◆ ИСХОДНЫЙ ТЕКСТ:
▼
А теперь возвратимся к сопоставлению этики Шопенгауэра с христианской
религией. Вслед за Кантом он отвергает все доказательства существования Бога
и все попытки оправдать богоправление миром со всеми его несправедливостями,
мучениями, злодеяниями и мерзостью как совершенно несостоятельные.
Франкфуртский мизантроп иронически цитирует известное место из Ветхого
завета: "И увидел Бог, что он создал, и вот хорошо весьма" (Бытие, I, 37).
Он отвергает также попытки придания религии интеллектуальной
респектабельности и, подобно Гегелю, не приемлет ни антифилософского
приписывания Богу личностных черт, ни претензии религии как в этом, так и в
других вопросах стать выше философии. В диалоге "О религии" Шопенгауэр
утверждает, что вера и знание не совместимы, всякое богословие и всякий
фидеизм лож-
ны. Он убежден, что религиозные надежды на загробное счастье в корне
фальшивы. Шопенгауэр, фактически, следует Гоббсу и Юму, когда заявляет, что
в Европе религия унизила себя, став одной из опор существующего в обществе
политического устройства. И в то же время он признает, что из всех религий
по своему внутреннему содержанию ему наиболее импонирует христианство*, и
это получает свое обоснование в том, что в этической программе Шопенгауэра
явственно звучат мотивы изначального греха (вины) и покаяния, порицания
плотской жизни и всех земных радостей. А вместе с тем - прославления
очистительной функции страданий, требования воздавать людям добром за зло и
ориентации на подвижничество, оправдания евангельских идей искупления и
спасения. После всего этого естественно, что Шопенгауэр видит в христианстве
ничем не заменимое мировоззрение широких народных масс и в качестве образцов
морального совершенства указывает на Франциска Ассизского и некоторых других
христианских святых, прославившихся своим полным самоотречением и добрыми
делами. Даже симпатии Шопенгауэра к буддизму легко поворачиваются в том же
направлении: ведь одно из значений знаменитой "нирваны" - это возвышенное
спокойствие и богоугодная умиротворенность, и философ замечает, что ее можно
было бы понять как непостижимое "царство благодати".
* См.: Шопенгауэр А. Мир как воля и представление//Указ. соч. - С. 404.
▲
◆ ПРЕДОСТАВЛЕННЫЙ МАТЕРИАЛ:
▼
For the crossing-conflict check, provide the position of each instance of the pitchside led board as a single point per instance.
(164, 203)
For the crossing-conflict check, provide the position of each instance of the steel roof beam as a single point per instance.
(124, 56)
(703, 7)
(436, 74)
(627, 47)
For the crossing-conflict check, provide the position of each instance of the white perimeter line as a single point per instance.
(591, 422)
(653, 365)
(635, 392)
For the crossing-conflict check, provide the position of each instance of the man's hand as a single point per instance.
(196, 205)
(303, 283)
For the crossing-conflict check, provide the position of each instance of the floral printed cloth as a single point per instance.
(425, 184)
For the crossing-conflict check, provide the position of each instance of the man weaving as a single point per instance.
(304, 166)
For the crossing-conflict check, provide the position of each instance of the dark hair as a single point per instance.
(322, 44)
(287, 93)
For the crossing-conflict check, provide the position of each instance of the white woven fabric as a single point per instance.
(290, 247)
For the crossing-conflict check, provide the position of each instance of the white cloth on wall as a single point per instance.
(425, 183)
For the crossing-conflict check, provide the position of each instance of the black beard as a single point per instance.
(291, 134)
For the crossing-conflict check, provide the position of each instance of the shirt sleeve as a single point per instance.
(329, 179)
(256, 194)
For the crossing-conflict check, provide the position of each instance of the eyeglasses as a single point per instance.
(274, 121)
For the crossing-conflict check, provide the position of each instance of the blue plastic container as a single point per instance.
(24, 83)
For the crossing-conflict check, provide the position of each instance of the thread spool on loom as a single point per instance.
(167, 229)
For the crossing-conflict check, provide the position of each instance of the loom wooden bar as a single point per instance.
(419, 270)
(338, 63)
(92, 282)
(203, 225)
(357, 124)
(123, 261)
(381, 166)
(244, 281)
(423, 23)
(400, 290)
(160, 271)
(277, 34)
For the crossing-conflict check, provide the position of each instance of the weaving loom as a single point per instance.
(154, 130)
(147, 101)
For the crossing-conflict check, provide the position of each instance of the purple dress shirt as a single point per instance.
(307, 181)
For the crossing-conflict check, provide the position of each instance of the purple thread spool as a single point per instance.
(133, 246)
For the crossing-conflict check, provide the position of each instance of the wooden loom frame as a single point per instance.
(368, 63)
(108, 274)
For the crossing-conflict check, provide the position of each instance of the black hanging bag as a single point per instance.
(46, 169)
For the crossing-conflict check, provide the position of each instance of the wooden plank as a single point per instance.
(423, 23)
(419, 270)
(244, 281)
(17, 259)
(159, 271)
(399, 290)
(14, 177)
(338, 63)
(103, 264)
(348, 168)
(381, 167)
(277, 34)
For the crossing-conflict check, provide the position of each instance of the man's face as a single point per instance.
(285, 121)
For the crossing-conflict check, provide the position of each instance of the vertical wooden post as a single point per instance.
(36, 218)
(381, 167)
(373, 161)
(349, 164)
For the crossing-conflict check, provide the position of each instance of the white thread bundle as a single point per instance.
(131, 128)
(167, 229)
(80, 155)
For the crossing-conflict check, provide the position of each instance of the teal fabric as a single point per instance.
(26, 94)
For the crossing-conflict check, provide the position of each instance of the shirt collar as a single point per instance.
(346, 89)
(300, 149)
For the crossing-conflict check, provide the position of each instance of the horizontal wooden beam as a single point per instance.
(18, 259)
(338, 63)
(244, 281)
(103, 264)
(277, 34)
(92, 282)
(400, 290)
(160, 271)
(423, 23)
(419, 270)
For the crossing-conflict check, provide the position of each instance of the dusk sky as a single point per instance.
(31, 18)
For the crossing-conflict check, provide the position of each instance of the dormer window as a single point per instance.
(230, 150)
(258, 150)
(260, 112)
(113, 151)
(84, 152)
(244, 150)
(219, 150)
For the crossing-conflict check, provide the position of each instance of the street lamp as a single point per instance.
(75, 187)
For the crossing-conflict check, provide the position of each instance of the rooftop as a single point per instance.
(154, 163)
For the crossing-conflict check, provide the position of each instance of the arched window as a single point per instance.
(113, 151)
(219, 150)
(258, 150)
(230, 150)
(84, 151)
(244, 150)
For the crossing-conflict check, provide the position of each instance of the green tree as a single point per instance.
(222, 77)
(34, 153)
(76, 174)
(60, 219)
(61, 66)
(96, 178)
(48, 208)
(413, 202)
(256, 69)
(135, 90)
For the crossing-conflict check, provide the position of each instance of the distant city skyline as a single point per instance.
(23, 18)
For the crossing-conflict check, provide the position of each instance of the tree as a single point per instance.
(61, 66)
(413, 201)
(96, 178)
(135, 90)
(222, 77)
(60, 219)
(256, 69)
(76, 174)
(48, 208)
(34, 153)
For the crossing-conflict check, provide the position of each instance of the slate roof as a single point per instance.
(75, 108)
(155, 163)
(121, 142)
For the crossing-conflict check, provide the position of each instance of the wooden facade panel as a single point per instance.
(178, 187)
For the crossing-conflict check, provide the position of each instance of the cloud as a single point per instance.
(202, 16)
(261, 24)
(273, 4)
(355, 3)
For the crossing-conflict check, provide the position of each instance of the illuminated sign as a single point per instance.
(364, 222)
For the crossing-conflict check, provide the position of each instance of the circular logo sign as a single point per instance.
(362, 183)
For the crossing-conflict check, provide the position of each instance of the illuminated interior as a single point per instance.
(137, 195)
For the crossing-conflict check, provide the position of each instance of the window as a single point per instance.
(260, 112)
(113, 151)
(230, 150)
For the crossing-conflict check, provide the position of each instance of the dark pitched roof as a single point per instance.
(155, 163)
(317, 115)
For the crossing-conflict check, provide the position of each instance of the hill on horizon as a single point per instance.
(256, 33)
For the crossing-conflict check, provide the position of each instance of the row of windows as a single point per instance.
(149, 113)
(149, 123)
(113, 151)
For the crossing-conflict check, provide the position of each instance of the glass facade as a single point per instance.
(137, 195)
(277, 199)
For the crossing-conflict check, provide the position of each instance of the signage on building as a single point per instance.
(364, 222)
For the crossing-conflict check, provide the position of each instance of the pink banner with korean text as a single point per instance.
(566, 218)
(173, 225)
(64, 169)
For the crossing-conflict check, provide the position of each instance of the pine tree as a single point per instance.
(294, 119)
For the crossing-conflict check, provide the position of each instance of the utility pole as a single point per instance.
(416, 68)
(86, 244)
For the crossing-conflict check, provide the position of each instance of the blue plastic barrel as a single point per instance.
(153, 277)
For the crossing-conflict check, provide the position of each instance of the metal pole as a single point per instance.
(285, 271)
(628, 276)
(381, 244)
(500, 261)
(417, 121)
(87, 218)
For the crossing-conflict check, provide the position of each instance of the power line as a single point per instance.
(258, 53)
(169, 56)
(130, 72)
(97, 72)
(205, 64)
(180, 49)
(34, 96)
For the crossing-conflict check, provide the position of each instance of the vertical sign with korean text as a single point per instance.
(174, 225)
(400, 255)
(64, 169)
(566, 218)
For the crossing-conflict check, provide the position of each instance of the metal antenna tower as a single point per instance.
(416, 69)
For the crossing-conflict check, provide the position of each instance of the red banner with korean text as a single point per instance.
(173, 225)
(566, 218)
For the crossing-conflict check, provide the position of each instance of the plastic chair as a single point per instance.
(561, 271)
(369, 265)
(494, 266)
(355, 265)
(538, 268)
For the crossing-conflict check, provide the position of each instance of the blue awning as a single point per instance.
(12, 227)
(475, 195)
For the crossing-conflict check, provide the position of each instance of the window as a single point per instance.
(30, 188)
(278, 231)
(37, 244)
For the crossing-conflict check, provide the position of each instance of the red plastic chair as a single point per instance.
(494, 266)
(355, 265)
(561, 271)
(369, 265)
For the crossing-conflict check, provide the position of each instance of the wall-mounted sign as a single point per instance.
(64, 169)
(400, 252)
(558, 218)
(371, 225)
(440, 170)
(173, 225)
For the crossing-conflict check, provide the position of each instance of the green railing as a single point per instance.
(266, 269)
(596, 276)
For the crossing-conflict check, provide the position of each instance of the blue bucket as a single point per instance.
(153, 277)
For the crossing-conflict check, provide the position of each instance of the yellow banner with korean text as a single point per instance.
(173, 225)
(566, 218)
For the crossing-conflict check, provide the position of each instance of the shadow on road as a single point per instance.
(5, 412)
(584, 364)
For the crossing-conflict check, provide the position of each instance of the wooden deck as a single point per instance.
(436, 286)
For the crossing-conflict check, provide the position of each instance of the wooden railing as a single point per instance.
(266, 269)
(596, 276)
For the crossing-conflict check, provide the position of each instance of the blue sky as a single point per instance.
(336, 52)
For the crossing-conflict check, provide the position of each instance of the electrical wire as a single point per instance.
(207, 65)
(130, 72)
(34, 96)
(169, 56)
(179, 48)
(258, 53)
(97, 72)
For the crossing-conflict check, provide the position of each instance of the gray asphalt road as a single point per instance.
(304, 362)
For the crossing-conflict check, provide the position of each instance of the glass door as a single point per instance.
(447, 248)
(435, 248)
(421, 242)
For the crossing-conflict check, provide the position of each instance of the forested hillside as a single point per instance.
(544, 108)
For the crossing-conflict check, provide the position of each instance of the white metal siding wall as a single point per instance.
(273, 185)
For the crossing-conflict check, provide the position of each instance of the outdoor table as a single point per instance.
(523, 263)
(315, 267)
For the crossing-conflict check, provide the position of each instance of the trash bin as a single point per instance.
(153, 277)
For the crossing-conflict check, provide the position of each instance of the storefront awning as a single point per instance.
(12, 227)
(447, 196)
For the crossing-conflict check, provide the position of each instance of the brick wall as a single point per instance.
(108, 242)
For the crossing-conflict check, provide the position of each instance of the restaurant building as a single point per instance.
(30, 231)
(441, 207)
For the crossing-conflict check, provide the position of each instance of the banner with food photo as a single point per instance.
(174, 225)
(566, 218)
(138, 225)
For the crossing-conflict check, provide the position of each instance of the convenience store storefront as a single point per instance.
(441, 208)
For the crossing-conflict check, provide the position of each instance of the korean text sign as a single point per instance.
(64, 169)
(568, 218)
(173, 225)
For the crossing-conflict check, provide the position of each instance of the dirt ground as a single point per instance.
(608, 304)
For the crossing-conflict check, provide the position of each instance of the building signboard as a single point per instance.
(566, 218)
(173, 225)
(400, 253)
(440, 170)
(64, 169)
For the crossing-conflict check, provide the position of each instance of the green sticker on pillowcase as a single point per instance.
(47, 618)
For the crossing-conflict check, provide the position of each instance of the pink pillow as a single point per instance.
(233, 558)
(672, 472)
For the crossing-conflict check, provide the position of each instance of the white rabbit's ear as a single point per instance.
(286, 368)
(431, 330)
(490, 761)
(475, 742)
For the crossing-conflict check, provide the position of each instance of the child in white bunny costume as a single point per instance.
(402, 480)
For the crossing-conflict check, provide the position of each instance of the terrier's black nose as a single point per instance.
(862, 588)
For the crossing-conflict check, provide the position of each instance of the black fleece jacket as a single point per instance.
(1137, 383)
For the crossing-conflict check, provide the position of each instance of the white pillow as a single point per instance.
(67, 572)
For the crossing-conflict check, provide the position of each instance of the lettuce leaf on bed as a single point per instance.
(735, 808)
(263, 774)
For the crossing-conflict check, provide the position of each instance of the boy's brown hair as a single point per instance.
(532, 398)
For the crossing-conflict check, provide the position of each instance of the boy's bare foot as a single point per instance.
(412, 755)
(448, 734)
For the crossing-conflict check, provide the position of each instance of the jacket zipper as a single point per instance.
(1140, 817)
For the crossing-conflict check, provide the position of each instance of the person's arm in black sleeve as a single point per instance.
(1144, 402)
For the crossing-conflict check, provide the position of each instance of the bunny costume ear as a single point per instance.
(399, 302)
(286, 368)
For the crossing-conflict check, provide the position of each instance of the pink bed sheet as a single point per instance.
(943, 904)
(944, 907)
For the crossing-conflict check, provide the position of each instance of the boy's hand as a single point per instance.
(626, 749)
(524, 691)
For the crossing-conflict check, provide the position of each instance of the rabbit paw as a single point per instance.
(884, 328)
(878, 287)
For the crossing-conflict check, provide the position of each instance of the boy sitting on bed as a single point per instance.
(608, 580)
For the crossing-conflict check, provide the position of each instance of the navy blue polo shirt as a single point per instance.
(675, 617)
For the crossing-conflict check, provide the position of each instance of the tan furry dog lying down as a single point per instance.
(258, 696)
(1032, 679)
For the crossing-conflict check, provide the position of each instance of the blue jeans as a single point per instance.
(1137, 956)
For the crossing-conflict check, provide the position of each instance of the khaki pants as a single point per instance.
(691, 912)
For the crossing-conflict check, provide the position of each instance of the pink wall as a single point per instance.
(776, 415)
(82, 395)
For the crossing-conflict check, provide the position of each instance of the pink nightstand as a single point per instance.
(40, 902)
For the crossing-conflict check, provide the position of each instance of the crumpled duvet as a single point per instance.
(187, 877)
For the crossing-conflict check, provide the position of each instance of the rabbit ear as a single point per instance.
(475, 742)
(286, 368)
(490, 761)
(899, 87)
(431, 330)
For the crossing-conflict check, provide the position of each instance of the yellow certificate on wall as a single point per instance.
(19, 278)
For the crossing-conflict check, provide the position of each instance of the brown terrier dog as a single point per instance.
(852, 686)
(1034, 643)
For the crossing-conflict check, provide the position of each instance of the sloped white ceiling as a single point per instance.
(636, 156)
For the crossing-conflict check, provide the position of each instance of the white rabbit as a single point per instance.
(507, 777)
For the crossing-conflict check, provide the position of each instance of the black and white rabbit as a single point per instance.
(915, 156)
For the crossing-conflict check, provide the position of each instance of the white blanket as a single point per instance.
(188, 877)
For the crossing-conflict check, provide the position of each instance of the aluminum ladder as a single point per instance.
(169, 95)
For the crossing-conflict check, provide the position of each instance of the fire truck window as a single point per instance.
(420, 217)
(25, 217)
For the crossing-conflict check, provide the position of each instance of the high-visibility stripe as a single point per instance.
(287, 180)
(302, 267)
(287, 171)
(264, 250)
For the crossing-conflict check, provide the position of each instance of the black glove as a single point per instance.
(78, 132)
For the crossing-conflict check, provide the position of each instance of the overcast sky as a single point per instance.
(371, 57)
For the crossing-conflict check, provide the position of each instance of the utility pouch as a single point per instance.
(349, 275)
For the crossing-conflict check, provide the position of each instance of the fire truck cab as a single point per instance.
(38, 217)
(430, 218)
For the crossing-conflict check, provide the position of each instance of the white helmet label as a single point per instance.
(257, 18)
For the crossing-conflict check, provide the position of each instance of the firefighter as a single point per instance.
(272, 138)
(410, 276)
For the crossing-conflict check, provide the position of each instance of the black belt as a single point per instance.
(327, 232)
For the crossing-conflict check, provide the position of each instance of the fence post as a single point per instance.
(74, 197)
▲
◆ ЧТО НУЖНО СДЕЛАТЬ:
1 - Процитируйте из текста об этике Шопенгауэра всё, начиная со слов «А теперь возвратимся» и вниз до слов «как совершенно несостоятельные.».
2 - Напишите продолжение текста об этике Шопенгауэра, начав сразу после его последнего предложения.

◆ ОТВЕТЫ ПО ЗАДАНИЯМ:
1 -
А теперь возвратимся к сопоставлению этики Шопенгауэра с христианской
религией. Вслед за Кантом он отвергает все доказательства существования Бога
и все попытки оправдать богоправление миром со всеми его несправедливостями,
мучениями, злодеяниями и мерзостью как совершенно несостоятельные.

2 -
Учение Шопенгауэра о безличной Мировой Воле очень близко к пантеизму,
соединенному, впрочем, с кантовским дуалистическим миросозерцанием. Хотя сам
философ отрицал не только ортодоксальный и неортодоксальный теизм, но и
пантеизм, считая его одной из форм оправдания фальшивого оптимистического
мироотношения, но пантеистических черт в онтологии и в этике Шопенгауэра
немало. Другое дело, что его Мировая Воля временами похожа на бессознательно
действующего падшего ангела, а временами на гегелевский абсолют, но
утративший разум и впавший в моральную поврежденность.
Вообще, вопрос об отношении Шопенгауэра к Гегелю не так-то прост, как
это может показаться на первый взгляд. О его враждебности к главному
представителю классического немецкого идеализма мы уже сказали. Борьба его
против идей рационализма, исторического оптимизма и диалектики то и дело
сосредоточивалась на критике гегелизма, которая быстро приобрела черты
личной ненависти. Вообще собственно гегелевского в мировоззрении и
методологии Шопенгауэра, как будто, мало: он ставит вместо познания борьбу
за выживание, а затем резиньяцию.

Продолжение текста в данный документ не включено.